# PARTS OF THE EXERCISE
a. Output the passage from the common mode noise discussion, starting at "On Mon, 30 Jul" and ending after "of that level.".
b. Continue the forum exchange about grounding and common mode noise from its last sentence.

Start TEXT SECTION

So if I were him, I would forget all about it, and use better, more
modern 21st century techniques to deal with any common mode
problems that might or might not pop up.
MK


Danny Richardson July 30th 07 11:39 PM

Grounding systems -- need the help of some good elmers
 
On Mon, 30 Jul 2007 13:10:36 -0700, wrote:

Sounds like that particular antenna system is not very well decoupled
if you are having noise ingress problems of that level.
I have a 21 inch CRT sitting right next to my ungrounded radio and
have no noise problems at all.


Not all common mode problems can be fixed by transmission line/antenna
decoupling. Noise can be coupled to the transmission line or other
station equipment (as in my example). It would have made no difference
had I the world's best decoupling choke installed at the transmission
line to antenna transition point the noise would still be there.

Secondly I have never been able to find any broadband balun or choke
(80-10 meters) that is effective on all bands. Indeed, I have measured
the common mode impedance of some commercially made broadband baluns
that have had as little as 100 ohms on some bands while very high on
others. Common mode current will always be with you the only questions
are what is the source and how much. It may be very little and no
consequence while on other bands - particularly in a multi-band
antenna system - it can be substantial.

I have no doubt that your CRT monitor didn't give you any problems
but, then again you weren't using mine. So you are not comparing
apples to apples.

End TEXT SECTION
Start LISTED ENTRIES

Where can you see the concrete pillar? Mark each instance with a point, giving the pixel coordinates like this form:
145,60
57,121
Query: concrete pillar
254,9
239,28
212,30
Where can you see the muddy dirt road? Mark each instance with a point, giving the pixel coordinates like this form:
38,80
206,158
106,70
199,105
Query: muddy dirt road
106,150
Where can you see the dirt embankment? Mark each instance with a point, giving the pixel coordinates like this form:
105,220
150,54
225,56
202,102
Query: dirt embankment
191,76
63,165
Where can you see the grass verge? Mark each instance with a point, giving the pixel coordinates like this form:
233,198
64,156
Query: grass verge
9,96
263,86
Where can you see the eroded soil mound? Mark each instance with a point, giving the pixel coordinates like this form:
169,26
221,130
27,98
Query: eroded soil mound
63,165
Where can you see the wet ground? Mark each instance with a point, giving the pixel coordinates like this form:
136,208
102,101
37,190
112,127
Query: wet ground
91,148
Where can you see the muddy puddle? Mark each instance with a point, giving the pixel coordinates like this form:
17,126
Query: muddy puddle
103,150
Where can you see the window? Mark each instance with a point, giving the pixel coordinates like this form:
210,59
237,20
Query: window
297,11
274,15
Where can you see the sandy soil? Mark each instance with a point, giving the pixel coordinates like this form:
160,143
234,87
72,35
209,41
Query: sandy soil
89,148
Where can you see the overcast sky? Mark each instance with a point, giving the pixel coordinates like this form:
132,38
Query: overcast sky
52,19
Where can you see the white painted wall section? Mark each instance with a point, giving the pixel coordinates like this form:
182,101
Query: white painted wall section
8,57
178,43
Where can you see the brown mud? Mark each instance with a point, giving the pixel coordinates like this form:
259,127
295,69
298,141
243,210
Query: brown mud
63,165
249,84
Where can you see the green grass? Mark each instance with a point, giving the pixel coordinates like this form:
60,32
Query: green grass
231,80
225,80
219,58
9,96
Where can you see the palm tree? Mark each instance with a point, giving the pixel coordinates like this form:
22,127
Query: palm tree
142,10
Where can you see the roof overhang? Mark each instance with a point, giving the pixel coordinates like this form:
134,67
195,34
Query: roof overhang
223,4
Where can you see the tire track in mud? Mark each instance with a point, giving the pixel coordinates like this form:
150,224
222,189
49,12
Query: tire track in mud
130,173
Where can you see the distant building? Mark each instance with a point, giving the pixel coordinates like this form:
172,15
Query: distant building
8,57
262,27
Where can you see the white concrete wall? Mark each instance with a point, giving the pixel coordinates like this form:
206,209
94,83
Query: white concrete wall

End LISTED ENTRIES

# PER-TASK OUTPUTS
a.
On Mon, 30 Jul 2007 13:10:36 -0700, wrote:

Sounds like that particular antenna system is not very well decoupled
if you are having noise ingress problems of that level.

b.
Additionally, you can also have common mode problems via electrical
wiring system. And no matter what you do to decouple the antenna will
have any effect on that but, utilizing a good ground could reduce it
substantially, although, additional filter may be required.

It boils down that a good single point station RF ground system can't
hurt - it can only help. It just an additional protective measure. One
I would not be without.

Danny, K6MHE





Danny Richardson July 30th 07 11:58 PM

Grounding systems -- need the help of some good elmers
 
On Mon, 30 Jul 2007 19:46:26 +0000 (UTC), John Passaneau
wrote:

Hi:
Interesting web site, but what I meant to say and didn’t do well, is
that if the antenna is installed properly and feed properly with coax
and a balun or open wire line that is properly balanced, there will
never be RF problems that an RF ground in the shack will solve. I had a
problem with 80 meters at high power turning on my furnace. It was
caused by the thermostat line being near resonate at 80 meters. All the
RF grounds in the world would not have helped that, a clamp on ferrite
choke did. It is very hard to get a RF ground in a second floor room.
The idea that one or more ground rods or ground rods and radials outside
with a length of wire running up to a second floor shack will be
anything close to an RF ground at any Ham frequency is just plan wrong.
How ever a lighting ground is a necessity and ground rods work quite
well for that.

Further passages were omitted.